Stored items from a collection:
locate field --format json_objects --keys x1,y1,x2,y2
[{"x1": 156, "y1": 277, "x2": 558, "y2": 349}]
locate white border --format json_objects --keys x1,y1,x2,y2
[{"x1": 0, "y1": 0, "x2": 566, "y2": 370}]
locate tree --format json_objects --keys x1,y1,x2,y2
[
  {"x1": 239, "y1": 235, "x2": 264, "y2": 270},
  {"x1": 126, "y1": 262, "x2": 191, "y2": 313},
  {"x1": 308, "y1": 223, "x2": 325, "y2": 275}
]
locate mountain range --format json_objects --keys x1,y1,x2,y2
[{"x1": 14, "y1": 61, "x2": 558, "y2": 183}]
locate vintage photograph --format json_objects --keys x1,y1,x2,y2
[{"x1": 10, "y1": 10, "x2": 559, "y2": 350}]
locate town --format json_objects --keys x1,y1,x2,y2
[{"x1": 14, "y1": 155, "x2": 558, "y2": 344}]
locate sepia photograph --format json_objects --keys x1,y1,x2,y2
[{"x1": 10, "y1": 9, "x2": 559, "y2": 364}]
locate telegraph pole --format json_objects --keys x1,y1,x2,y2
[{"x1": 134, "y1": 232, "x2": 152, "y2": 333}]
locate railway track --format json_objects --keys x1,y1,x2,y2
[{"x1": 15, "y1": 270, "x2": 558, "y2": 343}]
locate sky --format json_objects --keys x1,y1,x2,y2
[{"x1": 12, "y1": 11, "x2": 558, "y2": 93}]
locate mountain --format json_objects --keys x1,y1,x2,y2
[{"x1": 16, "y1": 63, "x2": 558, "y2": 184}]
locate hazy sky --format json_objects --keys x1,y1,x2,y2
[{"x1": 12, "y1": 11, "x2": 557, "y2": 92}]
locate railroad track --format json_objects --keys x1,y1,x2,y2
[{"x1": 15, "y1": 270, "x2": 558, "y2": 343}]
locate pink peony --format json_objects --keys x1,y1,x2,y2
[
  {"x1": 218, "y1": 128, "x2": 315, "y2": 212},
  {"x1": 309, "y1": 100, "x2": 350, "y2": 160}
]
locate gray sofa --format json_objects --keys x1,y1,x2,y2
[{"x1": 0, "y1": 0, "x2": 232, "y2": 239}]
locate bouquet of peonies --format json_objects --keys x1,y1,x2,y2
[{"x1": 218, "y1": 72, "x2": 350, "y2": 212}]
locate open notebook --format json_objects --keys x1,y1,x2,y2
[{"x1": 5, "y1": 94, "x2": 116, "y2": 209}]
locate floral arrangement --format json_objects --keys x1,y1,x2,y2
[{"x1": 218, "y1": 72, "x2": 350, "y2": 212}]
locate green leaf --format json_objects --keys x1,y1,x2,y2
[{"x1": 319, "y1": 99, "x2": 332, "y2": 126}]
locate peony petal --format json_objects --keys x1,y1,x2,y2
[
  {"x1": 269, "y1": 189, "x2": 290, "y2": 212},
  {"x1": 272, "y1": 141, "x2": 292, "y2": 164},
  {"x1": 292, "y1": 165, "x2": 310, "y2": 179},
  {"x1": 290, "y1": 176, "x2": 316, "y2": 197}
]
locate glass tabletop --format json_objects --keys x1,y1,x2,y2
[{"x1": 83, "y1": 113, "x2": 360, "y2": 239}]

> [TASK GOAL]
Please edit the records above by changing every "locate" to "detect" and leaving the rest of each line as it stands.

> [ANSWER FOR THE TASK]
detect field --format json_objects --keys x1,y1,x2,y2
[{"x1": 156, "y1": 277, "x2": 558, "y2": 349}]
detect white border --format json_objects --keys x1,y1,x2,y2
[{"x1": 0, "y1": 0, "x2": 566, "y2": 370}]
detect tree --format json_objects --keys x1,y1,x2,y2
[
  {"x1": 239, "y1": 235, "x2": 264, "y2": 270},
  {"x1": 126, "y1": 262, "x2": 191, "y2": 313},
  {"x1": 308, "y1": 223, "x2": 325, "y2": 275}
]
detect mountain range --format json_objects --keys x1,y1,x2,y2
[{"x1": 14, "y1": 61, "x2": 558, "y2": 183}]
detect vintage photograph --format json_objects --keys x1,y1,x2,y2
[{"x1": 10, "y1": 10, "x2": 559, "y2": 350}]
detect town --format json_objects --keys x1,y1,x2,y2
[{"x1": 14, "y1": 155, "x2": 558, "y2": 344}]
detect sepia photograph --format json_objects --keys x1,y1,x2,y2
[{"x1": 10, "y1": 9, "x2": 559, "y2": 364}]
detect telegraph pole --format json_objects --keys x1,y1,x2,y2
[{"x1": 134, "y1": 232, "x2": 152, "y2": 333}]
detect railway track --format json_objects --keys x1,y1,x2,y2
[{"x1": 15, "y1": 270, "x2": 558, "y2": 343}]
detect sky --format json_objects --keys x1,y1,x2,y2
[{"x1": 12, "y1": 11, "x2": 558, "y2": 93}]
detect mountain --format json_objects --keys x1,y1,x2,y2
[{"x1": 16, "y1": 63, "x2": 558, "y2": 184}]
detect hazy sky --format json_objects --keys x1,y1,x2,y2
[{"x1": 12, "y1": 11, "x2": 557, "y2": 92}]
detect railroad track --format json_objects --keys x1,y1,x2,y2
[{"x1": 15, "y1": 270, "x2": 558, "y2": 343}]
detect pink peony --format json_objects --keys x1,y1,x2,y2
[
  {"x1": 218, "y1": 128, "x2": 315, "y2": 212},
  {"x1": 309, "y1": 100, "x2": 350, "y2": 160}
]
detect gray sofa --format json_objects --keys x1,y1,x2,y2
[{"x1": 0, "y1": 0, "x2": 232, "y2": 239}]
detect bouquet of peonies --format json_objects --keys x1,y1,x2,y2
[{"x1": 218, "y1": 72, "x2": 350, "y2": 212}]
detect open notebook --format json_objects --keys x1,y1,x2,y2
[{"x1": 5, "y1": 94, "x2": 116, "y2": 209}]
detect floral arrangement --format json_objects --keys x1,y1,x2,y2
[{"x1": 218, "y1": 72, "x2": 350, "y2": 212}]
detect green leaf --format json_objects --keys x1,y1,x2,y2
[{"x1": 319, "y1": 99, "x2": 332, "y2": 126}]
detect peony petal --format json_objects --keys x1,y1,x2,y2
[
  {"x1": 269, "y1": 189, "x2": 290, "y2": 212},
  {"x1": 272, "y1": 141, "x2": 292, "y2": 164},
  {"x1": 292, "y1": 165, "x2": 310, "y2": 179},
  {"x1": 290, "y1": 176, "x2": 316, "y2": 197}
]
detect glass tabletop --format json_objects --keys x1,y1,x2,y2
[{"x1": 83, "y1": 113, "x2": 360, "y2": 239}]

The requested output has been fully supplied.